WORK INSTRUCTIONS =
1/ According to the piece on New Zealand below, how many years did the writer live in Sumner as a child?
2/ Continue the piece about changes in New Zealand from its final sentence onward.

EXTRACTED TEXT =
# # #

I did go back to Sumner, Christchurch, a quaint little seaside town in the south where I lived as a child for four years and some of it still had that same old  feeling. There were still some of the old houses on the Esplanade and the house where my grandparents lived as well as the 2 houses where we lived.

But NZ has always been known as a scenic country with friendly people and I think that’s stayed the same throughout all the changes. It’s still fresh and green, the air is good and the people are known to be friendly, helpful and inviting. Tourism thrives as it has done for years. It’s still a beautiful country with many wonderful places to see and things to do.
Our indigenous Maoris are pushing ahead on TV, in politics, remembering their culture and reminding us.
Many have gone to live in Australia, and some have gone back to live rurally or on their maraes.

Auckland has always been somewhat of a melting pot being the biggest city in the North,
and when I was growing up we had many Tongans, Cook islanders, Niue Island and Samoans coming here to build a new life. And as I was growing up, we always had populations of Chinese, Indian. Italian, Hungarian and others.
Now, we have a big and growing population of Japanese and Koreans which now make up a large part of Auckland city and beyond. So many Asian networks are growing here.

# # #

RECORDED INFORMATION =
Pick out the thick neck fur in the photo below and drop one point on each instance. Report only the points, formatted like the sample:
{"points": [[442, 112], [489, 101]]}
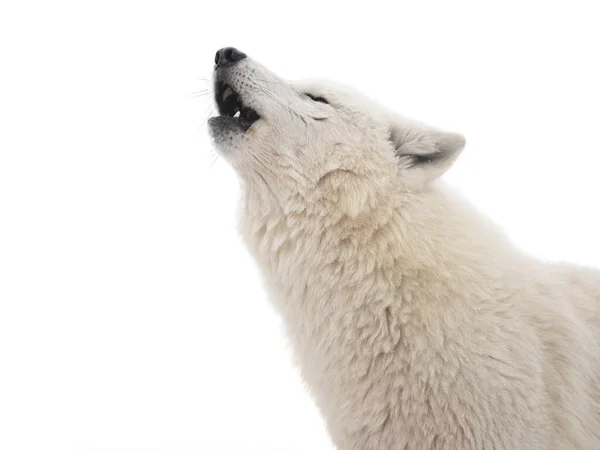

# # #

RESPONSE LIST =
1/ Four years.

2/
And of course there have been so many more changes than I've mentioned.  Whale Rider, and Lord of the Rings have come and gone yet live on, and politicians have come and gone. Actually Helen Clark stayed a long time and now we have John Key as prime minister.
I've barely touched the surface of some of the immense, diverse and deeper areas of NZ’s cultural and political change. But I’ll leave that to others right now

I suppose it’s taken me awhile to adjust to the new NZ because I’ve lived away so much and haven’t grown with the changes like my sisters and brother. Those changes have just hit me at times when I’ve come back.
It’s almost like being “behind the times” when I go back, except it’s me that’s behind! At least relating to NZ.

I’ll have to spend some time there and catch up...

 "You will have to be one and whole for many years. You have so much to enjoy and to be and to do!"
 Frodo, Lord Of The Rings

 

Manaaki Whenua,  Manaaki Tangata, Haere Whakamua

 Care for the land, Care for the people, Go forward.